ABOUT THIS EXERCISE - In the records, find each line where "wall" occurs, and copy it.

SUPPLIED MATERIAL -
****
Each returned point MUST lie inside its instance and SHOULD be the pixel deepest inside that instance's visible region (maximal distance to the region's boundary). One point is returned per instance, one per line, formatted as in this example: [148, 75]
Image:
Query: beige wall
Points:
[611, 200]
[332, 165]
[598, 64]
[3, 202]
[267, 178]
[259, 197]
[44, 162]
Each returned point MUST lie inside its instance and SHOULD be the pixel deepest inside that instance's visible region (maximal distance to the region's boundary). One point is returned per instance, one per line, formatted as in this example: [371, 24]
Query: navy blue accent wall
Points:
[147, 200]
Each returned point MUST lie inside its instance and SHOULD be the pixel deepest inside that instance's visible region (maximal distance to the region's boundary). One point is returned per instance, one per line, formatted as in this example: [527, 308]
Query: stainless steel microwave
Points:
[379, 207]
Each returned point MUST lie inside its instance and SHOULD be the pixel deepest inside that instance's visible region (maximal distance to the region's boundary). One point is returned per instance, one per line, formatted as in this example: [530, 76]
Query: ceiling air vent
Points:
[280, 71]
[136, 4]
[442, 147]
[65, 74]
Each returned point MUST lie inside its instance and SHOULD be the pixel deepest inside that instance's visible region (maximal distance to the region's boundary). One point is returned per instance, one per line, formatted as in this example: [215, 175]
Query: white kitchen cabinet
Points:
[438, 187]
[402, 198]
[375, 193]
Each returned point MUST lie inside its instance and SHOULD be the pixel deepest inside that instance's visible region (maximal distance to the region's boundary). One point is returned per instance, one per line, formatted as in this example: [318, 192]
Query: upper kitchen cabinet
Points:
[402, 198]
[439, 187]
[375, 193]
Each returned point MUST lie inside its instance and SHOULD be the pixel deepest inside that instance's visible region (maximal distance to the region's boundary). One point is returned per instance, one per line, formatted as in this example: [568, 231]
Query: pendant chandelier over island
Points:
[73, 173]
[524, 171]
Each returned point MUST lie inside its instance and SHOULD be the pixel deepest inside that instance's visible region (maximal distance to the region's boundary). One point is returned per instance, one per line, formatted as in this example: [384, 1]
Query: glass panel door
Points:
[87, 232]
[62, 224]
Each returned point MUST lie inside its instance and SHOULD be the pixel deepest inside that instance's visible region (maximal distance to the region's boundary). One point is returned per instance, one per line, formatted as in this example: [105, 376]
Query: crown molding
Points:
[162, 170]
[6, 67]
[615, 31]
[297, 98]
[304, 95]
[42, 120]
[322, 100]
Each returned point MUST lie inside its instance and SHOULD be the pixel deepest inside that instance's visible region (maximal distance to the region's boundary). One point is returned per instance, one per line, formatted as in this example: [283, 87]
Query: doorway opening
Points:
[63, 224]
****
THE ANSWER -
Query: beige wall
Query: navy blue accent wall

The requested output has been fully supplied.